**Try it**
Please write out exactly the lines of the data below from the line holding "Target: whole small pineapple" through the line holding "Target: large glass jar", and leave out the rest.

**Supplied entries**
[Start of section]
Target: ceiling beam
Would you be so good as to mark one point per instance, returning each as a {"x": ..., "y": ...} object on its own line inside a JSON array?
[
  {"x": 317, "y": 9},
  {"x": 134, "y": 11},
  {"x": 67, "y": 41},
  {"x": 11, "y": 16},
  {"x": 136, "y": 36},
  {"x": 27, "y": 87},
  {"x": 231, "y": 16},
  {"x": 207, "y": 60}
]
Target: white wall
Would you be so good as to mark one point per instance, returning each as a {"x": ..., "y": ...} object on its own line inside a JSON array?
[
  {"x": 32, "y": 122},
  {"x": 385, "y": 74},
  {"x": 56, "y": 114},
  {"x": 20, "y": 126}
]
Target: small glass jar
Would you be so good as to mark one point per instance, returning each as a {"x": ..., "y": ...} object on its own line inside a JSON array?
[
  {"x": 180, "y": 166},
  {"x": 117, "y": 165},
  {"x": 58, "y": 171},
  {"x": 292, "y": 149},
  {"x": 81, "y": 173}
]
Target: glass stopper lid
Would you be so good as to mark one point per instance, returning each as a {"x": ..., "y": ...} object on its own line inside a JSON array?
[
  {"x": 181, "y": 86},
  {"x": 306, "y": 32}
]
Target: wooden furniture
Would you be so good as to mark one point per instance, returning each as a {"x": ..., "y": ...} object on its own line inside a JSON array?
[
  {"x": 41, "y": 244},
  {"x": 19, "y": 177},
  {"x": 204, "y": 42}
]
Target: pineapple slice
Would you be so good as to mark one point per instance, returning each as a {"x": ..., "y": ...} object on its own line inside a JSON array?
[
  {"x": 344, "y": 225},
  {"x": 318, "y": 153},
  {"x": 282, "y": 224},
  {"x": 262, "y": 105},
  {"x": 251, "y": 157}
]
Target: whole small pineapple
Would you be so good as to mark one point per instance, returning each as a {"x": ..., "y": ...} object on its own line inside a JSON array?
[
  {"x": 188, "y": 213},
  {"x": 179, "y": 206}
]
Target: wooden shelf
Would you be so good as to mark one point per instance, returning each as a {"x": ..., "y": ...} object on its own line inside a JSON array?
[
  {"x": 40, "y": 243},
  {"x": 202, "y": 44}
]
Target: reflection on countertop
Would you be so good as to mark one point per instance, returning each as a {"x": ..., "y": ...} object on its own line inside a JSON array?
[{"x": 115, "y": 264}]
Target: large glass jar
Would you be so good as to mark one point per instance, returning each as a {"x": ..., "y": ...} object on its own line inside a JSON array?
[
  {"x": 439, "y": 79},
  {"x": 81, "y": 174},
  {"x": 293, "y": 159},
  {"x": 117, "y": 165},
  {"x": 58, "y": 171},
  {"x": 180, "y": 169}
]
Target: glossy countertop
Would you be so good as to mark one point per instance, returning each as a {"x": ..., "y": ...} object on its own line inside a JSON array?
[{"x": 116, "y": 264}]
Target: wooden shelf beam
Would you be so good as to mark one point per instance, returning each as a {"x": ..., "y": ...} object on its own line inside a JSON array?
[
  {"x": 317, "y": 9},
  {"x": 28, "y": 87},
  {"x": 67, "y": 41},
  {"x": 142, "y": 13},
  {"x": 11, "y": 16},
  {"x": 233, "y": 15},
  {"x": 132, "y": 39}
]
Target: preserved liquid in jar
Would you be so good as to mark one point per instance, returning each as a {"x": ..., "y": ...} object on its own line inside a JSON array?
[End of section]
**Answer area**
Target: whole small pineapple
Would you be so good as to mark one point per instance, returning each as a {"x": ..., "y": ...} object on its own line inside a JSON array?
[
  {"x": 188, "y": 213},
  {"x": 179, "y": 206}
]
Target: wooden shelf
Would you be so good as to mark one point per instance, returning each as a {"x": ..., "y": ...} object on its own line inside a JSON array?
[
  {"x": 40, "y": 243},
  {"x": 202, "y": 44}
]
Target: reflection on countertop
Would you be so good as to mark one point per instance, returning each as a {"x": ..., "y": ...} object on its own line inside a JSON array?
[{"x": 115, "y": 264}]
Target: large glass jar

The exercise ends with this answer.